= Fragmento citado =
※

Pero el cambio no llegó hasta octubre, en las fiestas patronales, quizás para darle el realce que merecía y convertirlo en el homenaje que se pretendía.
El día de la Virgen de la Victoria, tras la misa solemne, la atención se trasladó a otro punto de la ciudad, y así lo recogió el programa de fiestas de ese año.:
“Terminada la fiesta, las autoridades e invitados se dirigirán a la calle Cuatro Esquinas, donde por el señor Alcalde será descubierta la placa que dará el nombre de Clodoaldo Naranjo a dicha calle, en homenaje del que fue entusiasta historiador e infatigable propagandista de las glorias de nuestra Ciudad, continuando la comitiva al Palacio municipal”.
Hoy, una placa nos sigue indicando el nuevo nombre de la calle y pocos recuerdan las Cuatro Esquinas pero también pocos conocen al personaje que dio nombre a este espacio, Clodoaldo Naranjo Alonso (Tejeda de Tiétar,1878-Trujillo,1946).
En el camposanto trujillano, allí donde fue enterrado en mayo de 1946, en el patio que llamaban “de los curas”, una lápida, hoy desaparecida, nos recordaba hasta no hace mucho algunos de los títulos que honraron al sacerdote e historiador que fue don Clodoaldo
“Canónigo honorario de la Santa Basílica Metropolitana de Lima, capellán de honor de la cripta de Francisco Pizarro, Medalla de Oficial de la Orden del Sol de Perú, Caballero Cruz de la Orden de Alfonso X en España, Miembro correspondiente en España del Instituto Peruano de Investigaciones Genealógicas”.
El recuerdo de quien construyó y preservó la memoria colectiva con sus trabajos históricos y su preocupación por el archivo, el arca de la ciudad, se ha borrado del camposanto, eliminando de nuestra memoria el lugar en el que estaba y en el que le honrábamos. De ese modo se irá borrando en nuestra mente su entrega y dedicación a la ciudad y sus vecinos. De ese modo, destruyendo su lápida, se habrá destruido un patrimonio cultural y documental. De ese modo tan sencillo, borrando la memoria y la de otros muchos, nos habremos empobrecido cultural y socialmente.

※

= Filas del conjunto de datos para señalar objetos =

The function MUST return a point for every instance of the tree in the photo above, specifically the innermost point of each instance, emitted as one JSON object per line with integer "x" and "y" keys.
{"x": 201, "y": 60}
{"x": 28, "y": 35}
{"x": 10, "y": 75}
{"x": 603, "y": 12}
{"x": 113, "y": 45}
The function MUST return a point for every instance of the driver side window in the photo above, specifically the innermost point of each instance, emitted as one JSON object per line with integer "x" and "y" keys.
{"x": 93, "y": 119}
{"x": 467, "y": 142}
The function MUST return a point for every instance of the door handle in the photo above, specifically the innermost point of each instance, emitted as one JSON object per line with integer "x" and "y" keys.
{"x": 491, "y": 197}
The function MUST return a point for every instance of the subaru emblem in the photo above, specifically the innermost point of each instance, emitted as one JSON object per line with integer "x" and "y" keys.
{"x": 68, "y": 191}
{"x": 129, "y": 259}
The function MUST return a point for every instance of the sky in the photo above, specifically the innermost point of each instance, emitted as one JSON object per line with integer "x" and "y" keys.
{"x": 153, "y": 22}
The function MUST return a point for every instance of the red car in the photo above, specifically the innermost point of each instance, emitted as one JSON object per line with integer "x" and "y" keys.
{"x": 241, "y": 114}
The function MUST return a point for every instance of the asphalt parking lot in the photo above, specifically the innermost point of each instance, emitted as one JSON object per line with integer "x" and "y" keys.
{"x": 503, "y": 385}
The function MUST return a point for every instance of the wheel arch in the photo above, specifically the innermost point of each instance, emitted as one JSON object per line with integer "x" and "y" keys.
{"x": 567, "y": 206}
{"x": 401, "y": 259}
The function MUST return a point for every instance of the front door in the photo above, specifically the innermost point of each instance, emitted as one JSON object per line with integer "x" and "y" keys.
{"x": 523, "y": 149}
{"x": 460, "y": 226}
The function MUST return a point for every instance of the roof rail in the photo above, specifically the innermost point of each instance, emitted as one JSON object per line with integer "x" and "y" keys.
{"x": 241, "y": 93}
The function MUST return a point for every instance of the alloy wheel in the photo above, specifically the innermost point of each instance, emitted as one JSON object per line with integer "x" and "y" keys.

※

= Consigna =
Enumera los títulos de don Clodoaldo que, según el fragmento citado, figuraban en la lápida del camposanto trujillano.

= Solución =
- Canónigo honorario de la Santa Basílica Metropolitana de Lima
- Capellán de honor de la cripta de Francisco Pizarro
- Medalla de Oficial de la Orden del Sol de Perú
- Caballero Cruz de la Orden de Alfonso X en España
- Miembro correspondiente en España del Instituto Peruano de Investigaciones Genealógicas